Warum die Änderungen?

Mit der Reform der BtMVV wollte der Verordnungsgeber die Möglichkeiten zur Behandlung opioidabhängiger Menschen ausbauen sowie an den wissenschaftlichen Erkenntnisfortschritt und an aktuelle praktische Bedürfnisse anpassen. Da viele langjährig Substituierte inzwischen auch in Pflegeheimen oder Hospizen leben, wird den behandelnden Ärzten die Betreuung dieser Patienten in diesen Einrichtungen erleichtert.

Dateneinträge:
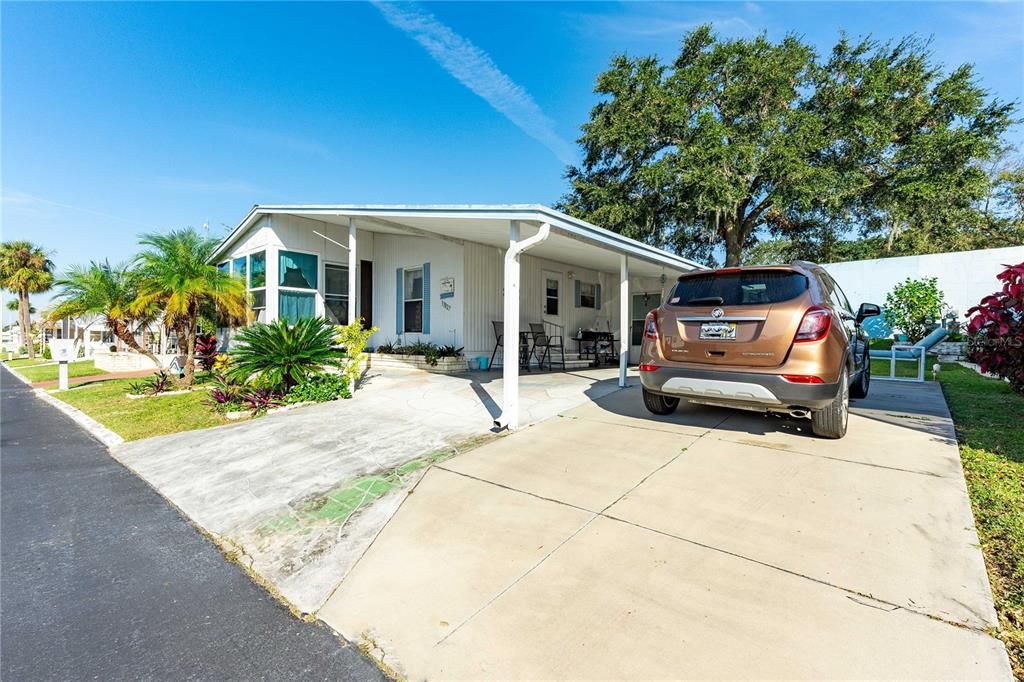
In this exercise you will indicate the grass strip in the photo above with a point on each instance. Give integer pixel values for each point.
(988, 416)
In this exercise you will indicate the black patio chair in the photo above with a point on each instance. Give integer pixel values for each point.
(546, 344)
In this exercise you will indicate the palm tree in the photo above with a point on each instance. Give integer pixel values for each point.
(176, 279)
(25, 268)
(108, 291)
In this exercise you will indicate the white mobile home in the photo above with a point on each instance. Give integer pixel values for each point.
(441, 273)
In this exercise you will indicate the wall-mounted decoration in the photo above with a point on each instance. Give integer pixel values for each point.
(448, 287)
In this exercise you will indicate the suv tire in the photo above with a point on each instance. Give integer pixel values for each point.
(859, 389)
(830, 422)
(659, 405)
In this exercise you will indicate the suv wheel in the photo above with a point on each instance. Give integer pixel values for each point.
(830, 422)
(659, 405)
(859, 389)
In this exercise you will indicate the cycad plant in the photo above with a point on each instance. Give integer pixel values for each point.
(177, 280)
(280, 356)
(107, 291)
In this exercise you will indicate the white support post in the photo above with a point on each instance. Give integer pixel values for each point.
(510, 335)
(624, 317)
(353, 299)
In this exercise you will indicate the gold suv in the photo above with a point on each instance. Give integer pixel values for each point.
(779, 338)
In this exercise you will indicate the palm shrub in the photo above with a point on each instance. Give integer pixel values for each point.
(280, 356)
(178, 282)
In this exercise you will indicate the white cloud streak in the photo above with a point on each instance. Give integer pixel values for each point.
(474, 69)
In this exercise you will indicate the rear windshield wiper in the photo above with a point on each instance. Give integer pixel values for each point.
(707, 300)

**Aufgaben:**
• a. Wo leben laut dem Text zur BtMVV-Reform inzwischen viele langjährig Substituierte?
• b. Prüfen Sie für jede Aussage, ob sie mit dem Text zur BtMVV-Reform übereinstimmt. Antworten Sie jeweils mit Ja oder Nein und zitieren Sie die entscheidenden Worte des Textes.
(i) Mit der Reform sollten die Behandlungsmöglichkeiten für opioidabhängige Menschen ausgebaut werden.
(ii) Die Reform erschwert den Ärzten die Betreuung Substituierter in Pflegeheimen und Hospizen.
(iii) Die Verordnung sollte an aktuelle praktische Bedürfnisse angepasst werden.
• c. Schreiben Sie den Text zur BtMVV-Reform im Anschluss an seinen letzten Satz weiter.

**Lösungen:**
• a. In Pflegeheimen oder Hospizen.

• b.
(i) Ja: „die Möglichkeiten zur Behandlung opioidabhängiger Menschen ausbauen“
(ii) Nein: „wird den behandelnden Ärzten die Betreuung dieser Patienten in diesen Einrichtungen erleichtert“
(iii) Ja: „an aktuelle praktische Bedürfnisse anpassen“

• c.
Bezug auch weiterhin unter Aufsicht

Grundsätzlich sollen Opioidabhängige ihr Substitutionsmittel auch künftig nur im Beisein von Fachpersonal einnehmen. Die neue Verordnung erweitert aber die Ausnahmen von diesem Grundsatz. Für Apotheken von Interesse ist nicht zuletzt die Ausweitung von Take-home-Verschreibungen. So wird etwa die bisherige Zwei-Tage-Ausnahmeregelung beibehalten, der Überbrückungszeitraum aber ausgedehnt, wenn einem Wochenende Feiertage vorausgehen oder folgen, auch wenn ein Brückentag dazwischenliegt (bis zu maximal fünf Tage). Auch die Sieben-Tage-Regel bleibt. Der Arzt muss eine solche Verschreibung nach dem Buchstaben „S“ zusätzlich mit dem Buchstaben „Z“ kennzeichnen (erst „S“, dann „Z“).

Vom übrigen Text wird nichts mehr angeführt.